### Supplied entries ###
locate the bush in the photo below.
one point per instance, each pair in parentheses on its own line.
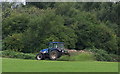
(78,57)
(13,54)
(102,55)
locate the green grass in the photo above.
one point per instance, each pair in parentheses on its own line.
(21,65)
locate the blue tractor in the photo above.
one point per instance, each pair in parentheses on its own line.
(54,51)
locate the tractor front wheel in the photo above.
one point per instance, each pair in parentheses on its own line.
(40,56)
(54,54)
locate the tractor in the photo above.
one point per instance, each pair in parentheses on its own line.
(54,51)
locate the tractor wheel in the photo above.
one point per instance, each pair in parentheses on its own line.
(40,56)
(53,55)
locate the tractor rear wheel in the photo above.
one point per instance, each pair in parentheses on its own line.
(53,55)
(40,56)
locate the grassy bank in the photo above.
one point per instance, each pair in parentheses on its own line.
(21,65)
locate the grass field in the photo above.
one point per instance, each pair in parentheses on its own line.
(21,65)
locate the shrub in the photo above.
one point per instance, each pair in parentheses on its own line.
(13,54)
(78,57)
(102,55)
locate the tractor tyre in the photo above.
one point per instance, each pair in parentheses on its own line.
(53,55)
(40,56)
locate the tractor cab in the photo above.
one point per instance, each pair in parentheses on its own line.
(54,51)
(57,45)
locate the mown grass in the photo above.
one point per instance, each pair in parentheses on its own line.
(21,65)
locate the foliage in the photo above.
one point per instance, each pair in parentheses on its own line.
(102,55)
(79,25)
(78,57)
(20,55)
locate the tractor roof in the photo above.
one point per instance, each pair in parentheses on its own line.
(56,42)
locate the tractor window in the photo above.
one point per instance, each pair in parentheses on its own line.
(61,45)
(55,45)
(50,45)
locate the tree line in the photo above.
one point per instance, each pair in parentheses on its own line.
(79,25)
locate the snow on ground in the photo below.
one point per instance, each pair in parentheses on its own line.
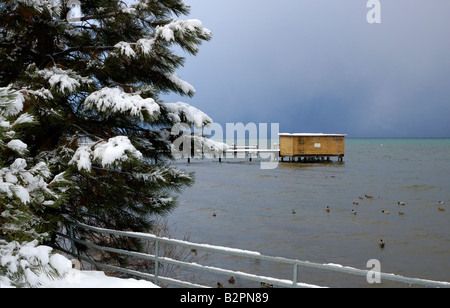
(76,279)
(96,279)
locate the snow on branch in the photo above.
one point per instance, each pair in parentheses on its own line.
(184,113)
(181,29)
(64,81)
(52,6)
(113,100)
(116,149)
(11,101)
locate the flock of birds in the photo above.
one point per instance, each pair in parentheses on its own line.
(381,244)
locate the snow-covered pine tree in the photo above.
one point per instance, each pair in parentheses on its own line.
(92,88)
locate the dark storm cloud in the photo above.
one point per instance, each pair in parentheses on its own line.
(319,66)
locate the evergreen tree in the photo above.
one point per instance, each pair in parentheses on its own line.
(90,87)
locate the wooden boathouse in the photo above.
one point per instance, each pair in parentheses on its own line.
(312,146)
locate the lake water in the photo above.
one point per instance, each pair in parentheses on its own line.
(254,211)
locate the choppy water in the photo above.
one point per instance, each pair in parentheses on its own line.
(254,206)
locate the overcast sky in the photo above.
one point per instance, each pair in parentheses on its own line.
(319,66)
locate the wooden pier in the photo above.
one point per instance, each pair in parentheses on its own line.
(299,147)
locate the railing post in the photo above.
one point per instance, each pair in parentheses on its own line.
(156,261)
(295,276)
(72,240)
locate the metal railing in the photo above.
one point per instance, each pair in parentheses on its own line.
(157,278)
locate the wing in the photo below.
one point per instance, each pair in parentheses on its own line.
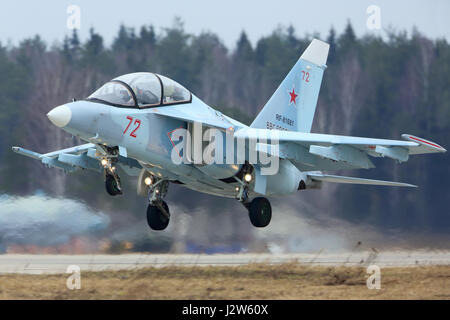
(317,176)
(85,156)
(312,151)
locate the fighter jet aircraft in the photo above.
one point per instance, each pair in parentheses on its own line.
(153,128)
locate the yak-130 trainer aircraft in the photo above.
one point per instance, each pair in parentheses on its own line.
(155,129)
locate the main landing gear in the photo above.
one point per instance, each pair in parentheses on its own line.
(259,209)
(158,214)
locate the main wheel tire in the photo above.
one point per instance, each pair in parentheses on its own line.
(260,212)
(155,217)
(111,185)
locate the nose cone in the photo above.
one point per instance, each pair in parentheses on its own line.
(60,116)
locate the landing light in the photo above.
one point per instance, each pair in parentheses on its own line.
(148,181)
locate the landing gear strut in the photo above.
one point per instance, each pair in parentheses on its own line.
(158,214)
(112,185)
(259,209)
(112,179)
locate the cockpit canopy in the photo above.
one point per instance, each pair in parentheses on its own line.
(141,90)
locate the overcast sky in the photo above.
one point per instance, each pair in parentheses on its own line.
(20,19)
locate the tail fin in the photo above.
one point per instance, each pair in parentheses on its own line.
(293,104)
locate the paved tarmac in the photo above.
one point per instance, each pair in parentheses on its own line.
(42,264)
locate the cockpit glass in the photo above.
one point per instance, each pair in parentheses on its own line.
(174,92)
(115,93)
(146,87)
###
**Assignment**
Please show all lines from the entries that contain the word "landing".

**Exercise solution**
locate the main landing gear in the photo above.
locate the landing light in the photo above.
locate the landing gear strut in the photo above.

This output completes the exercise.